[Records from a dataset]
((

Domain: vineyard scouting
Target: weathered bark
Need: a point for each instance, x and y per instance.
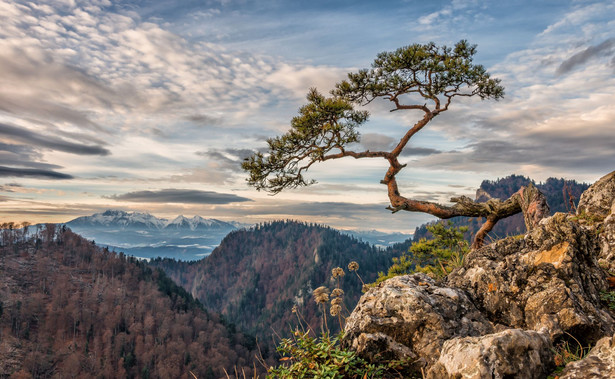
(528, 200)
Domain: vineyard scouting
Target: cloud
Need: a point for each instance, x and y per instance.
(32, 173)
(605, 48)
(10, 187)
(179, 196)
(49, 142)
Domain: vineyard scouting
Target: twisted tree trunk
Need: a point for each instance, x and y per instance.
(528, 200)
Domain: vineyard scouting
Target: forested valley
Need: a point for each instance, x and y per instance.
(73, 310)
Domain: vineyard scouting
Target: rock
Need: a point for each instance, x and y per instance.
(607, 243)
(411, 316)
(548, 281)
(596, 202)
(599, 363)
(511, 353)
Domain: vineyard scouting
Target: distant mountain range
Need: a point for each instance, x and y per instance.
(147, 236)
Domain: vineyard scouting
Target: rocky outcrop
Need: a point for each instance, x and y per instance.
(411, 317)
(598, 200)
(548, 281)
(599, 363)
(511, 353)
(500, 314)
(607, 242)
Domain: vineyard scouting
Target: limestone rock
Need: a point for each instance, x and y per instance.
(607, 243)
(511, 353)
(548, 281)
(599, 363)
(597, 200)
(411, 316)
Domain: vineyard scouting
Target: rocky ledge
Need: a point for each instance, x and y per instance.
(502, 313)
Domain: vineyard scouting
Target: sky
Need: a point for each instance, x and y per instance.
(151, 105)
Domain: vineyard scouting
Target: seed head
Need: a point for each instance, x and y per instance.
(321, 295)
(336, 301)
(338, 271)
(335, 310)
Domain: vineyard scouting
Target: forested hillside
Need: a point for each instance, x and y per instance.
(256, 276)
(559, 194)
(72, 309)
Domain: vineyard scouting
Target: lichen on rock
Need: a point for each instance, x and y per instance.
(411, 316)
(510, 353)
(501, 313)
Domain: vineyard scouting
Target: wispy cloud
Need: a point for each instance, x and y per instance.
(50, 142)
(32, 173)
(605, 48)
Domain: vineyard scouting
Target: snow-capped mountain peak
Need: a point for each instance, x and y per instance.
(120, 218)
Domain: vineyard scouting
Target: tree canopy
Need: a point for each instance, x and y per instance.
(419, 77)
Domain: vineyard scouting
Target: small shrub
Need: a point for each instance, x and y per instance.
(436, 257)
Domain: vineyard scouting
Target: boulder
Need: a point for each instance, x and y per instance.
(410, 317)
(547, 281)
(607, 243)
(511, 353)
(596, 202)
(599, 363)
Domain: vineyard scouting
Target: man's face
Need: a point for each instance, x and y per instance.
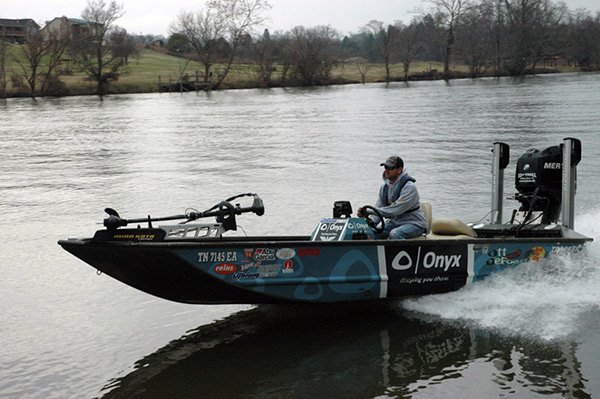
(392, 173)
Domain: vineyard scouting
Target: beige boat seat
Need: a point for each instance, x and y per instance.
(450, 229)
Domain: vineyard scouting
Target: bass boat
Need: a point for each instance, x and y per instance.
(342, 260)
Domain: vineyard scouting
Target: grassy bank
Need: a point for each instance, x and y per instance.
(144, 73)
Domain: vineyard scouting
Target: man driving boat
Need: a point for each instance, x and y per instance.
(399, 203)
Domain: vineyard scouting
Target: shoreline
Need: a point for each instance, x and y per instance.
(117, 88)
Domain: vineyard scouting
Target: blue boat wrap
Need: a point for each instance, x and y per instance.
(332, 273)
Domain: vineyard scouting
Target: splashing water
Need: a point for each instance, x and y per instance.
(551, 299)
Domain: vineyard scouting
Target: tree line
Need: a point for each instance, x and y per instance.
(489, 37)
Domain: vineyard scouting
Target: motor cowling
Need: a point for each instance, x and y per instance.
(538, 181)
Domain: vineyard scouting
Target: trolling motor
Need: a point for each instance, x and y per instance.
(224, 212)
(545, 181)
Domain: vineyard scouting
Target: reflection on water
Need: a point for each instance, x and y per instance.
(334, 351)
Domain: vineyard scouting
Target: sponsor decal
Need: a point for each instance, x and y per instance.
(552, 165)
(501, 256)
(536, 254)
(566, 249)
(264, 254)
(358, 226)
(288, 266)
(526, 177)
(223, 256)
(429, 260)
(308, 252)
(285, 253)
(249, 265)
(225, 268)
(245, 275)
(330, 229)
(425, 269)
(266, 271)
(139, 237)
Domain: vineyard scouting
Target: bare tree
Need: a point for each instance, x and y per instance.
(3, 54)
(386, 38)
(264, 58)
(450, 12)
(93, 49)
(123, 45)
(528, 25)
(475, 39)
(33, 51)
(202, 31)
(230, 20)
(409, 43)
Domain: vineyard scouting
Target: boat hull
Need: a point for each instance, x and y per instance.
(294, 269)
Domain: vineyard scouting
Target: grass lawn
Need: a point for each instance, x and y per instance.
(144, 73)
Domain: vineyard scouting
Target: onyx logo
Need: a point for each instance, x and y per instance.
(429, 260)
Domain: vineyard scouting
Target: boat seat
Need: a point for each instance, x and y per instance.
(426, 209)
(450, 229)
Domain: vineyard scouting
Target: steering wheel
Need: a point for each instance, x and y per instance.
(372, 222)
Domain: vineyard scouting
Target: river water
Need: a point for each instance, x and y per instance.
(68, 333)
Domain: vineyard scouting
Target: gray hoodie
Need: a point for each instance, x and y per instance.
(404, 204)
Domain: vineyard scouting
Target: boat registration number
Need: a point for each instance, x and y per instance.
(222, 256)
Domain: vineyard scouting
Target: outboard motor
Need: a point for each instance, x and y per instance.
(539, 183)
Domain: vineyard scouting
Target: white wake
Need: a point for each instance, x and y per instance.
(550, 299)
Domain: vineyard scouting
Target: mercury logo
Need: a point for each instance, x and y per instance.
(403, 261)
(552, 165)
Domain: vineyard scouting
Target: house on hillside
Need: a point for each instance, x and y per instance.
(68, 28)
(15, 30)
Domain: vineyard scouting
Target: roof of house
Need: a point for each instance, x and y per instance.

))

> **Task brief**
Pictures excluded, quote all the data above exactly.

> **Exercise result**
Domain: vineyard scouting
Target: weathered bark
Need: a point for each instance, x and y per instance.
(528, 200)
Domain: vineyard scouting
Target: cloud
Need: a point for each instance, x and y per instance.
(32, 173)
(605, 48)
(10, 187)
(179, 196)
(49, 142)
Domain: vineyard scouting
Target: twisted tree trunk
Need: a point for each instance, x and y per instance.
(528, 200)
Domain: vineyard scouting
Target: forested valley
Need: a point for each instance, x and y per instance.
(73, 310)
Domain: vineyard scouting
Target: rock
Need: a point for each instance, x and y per instance.
(607, 243)
(411, 316)
(548, 281)
(596, 202)
(599, 363)
(511, 353)
Domain: vineyard scouting
Target: distant mountain range
Need: a point for each instance, x and y per instance.
(147, 236)
Domain: vineyard scouting
Target: rocky outcrop
Need: a point for each instance, x and y per instance.
(411, 317)
(598, 200)
(548, 281)
(599, 363)
(511, 353)
(500, 314)
(607, 242)
Domain: vineyard scouting
Target: limestone rock
Need: a point for each instance, x and y per instance.
(607, 243)
(511, 353)
(548, 281)
(599, 363)
(597, 200)
(411, 316)
Domain: vineyard scouting
Target: rocky ledge
Need: a point for each instance, x and y per instance.
(502, 313)
Domain: vineyard scouting
Target: sky
Need: a point for each instance, x and y per instance.
(151, 105)
Domain: vineyard scouting
Target: seed head
Need: a point for each instance, x and y per instance.
(321, 295)
(336, 301)
(338, 271)
(335, 310)
Domain: vineyard scouting
Target: forested hillside
Need: a point for each instance, x and y per instance.
(256, 276)
(559, 194)
(72, 309)
Domain: vineyard scouting
Target: lichen on rock
Need: a point for each instance, x and y per instance.
(411, 316)
(510, 353)
(501, 313)
Domain: vineyard scouting
Target: wispy cloud
Need: a point for each instance, x and y per instance.
(50, 142)
(32, 173)
(605, 48)
Domain: vineyard scouting
Target: snow-capped mountain peak
Need: a point for each instance, x and y per instance.
(120, 218)
Domain: vineyard scouting
Target: tree canopy
Need: a point for each instance, x and y per instance.
(419, 77)
Domain: vineyard scouting
Target: small shrub
Need: a point for each instance, x and y per instance.
(436, 257)
Domain: vineyard scouting
Target: boulder
Need: a point for each instance, x and y per instance.
(410, 317)
(547, 281)
(607, 243)
(511, 353)
(596, 202)
(599, 363)
Domain: vineyard scouting
Target: man's face
Need: a point for each instance, x and y per instance.
(392, 173)
Domain: vineyard scouting
Target: beige boat seat
Need: a point for each instance, x and y per instance.
(450, 229)
Domain: vineyard scouting
Target: bass boat
Need: a point for each instance, x and y per instance.
(342, 260)
Domain: vineyard scouting
Target: grassy bank
Need: a point for each instance, x and y per instance.
(144, 73)
Domain: vineyard scouting
Target: man driving boat
Need: a point for each instance, x and y per instance.
(399, 203)
Domain: vineyard scouting
Target: shoreline
Need: a point for each instance, x and y per instance.
(117, 88)
Domain: vineyard scouting
Target: blue boat wrap
Need: a point for each instance, x and y per instance.
(332, 273)
Domain: vineyard scouting
Target: splashing water
Need: a point for each instance, x and y per instance.
(551, 299)
Domain: vineyard scouting
Target: tree line
Need: a point for each instance, x and y per instance.
(489, 37)
Domain: vineyard scouting
Target: motor cowling
Need: a point for each instance, x and y per instance.
(538, 181)
Domain: vineyard scouting
Target: trolling motor
Need: a point for each instance, x and y per instance.
(224, 212)
(545, 181)
Domain: vineyard scouting
Target: reflection on water
Need: a point for each instance, x and y per instance.
(334, 351)
Domain: vineyard scouting
Target: sponsor decal
Need: a point for each instance, x and y per instance.
(552, 165)
(501, 256)
(536, 254)
(566, 249)
(264, 254)
(358, 226)
(288, 266)
(526, 177)
(223, 256)
(429, 260)
(308, 252)
(285, 253)
(249, 265)
(225, 268)
(245, 275)
(330, 229)
(425, 269)
(266, 271)
(139, 237)
Domain: vineyard scouting
Target: bare tree
Need: a point for each instance, x and y per instance.
(3, 54)
(386, 38)
(264, 58)
(450, 12)
(93, 49)
(123, 45)
(528, 25)
(475, 39)
(33, 51)
(202, 31)
(230, 20)
(409, 43)
Domain: vineyard scouting
Target: boat hull
Need: a point for each instance, x and y per instance.
(294, 269)
Domain: vineyard scouting
Target: grass lawn
Need: a point for each instance, x and y per instance.
(144, 73)
Domain: vineyard scouting
Target: onyx logo
Need: a point for each instance, x and y per instance.
(429, 260)
Domain: vineyard scouting
Target: boat seat
Need: a point for each instance, x and y per instance.
(426, 209)
(450, 229)
Domain: vineyard scouting
Target: steering wheel
Need: a point for each instance, x and y per instance.
(372, 222)
Domain: vineyard scouting
Target: river water
Need: a point for each instance, x and y per instance.
(68, 333)
Domain: vineyard scouting
Target: gray hoodie
Need: a point for each instance, x and y per instance.
(404, 204)
Domain: vineyard scouting
Target: boat registration number
Need: a point for each instance, x and y per instance.
(222, 256)
Domain: vineyard scouting
Target: outboard motor
Need: a point for each instance, x and y per instance.
(539, 183)
Domain: vineyard scouting
Target: white wake
Need: a point for each instance, x and y per instance.
(550, 299)
Domain: vineyard scouting
Target: mercury logo
Need: a point for each instance, x and y per instance.
(403, 261)
(552, 165)
Domain: vineyard scouting
Target: house on hillside
Need: a point for each instance, x and y per instance.
(68, 28)
(15, 30)
Domain: vineyard scouting
Target: roof of house
Need: a point for each instance, x and y per instance.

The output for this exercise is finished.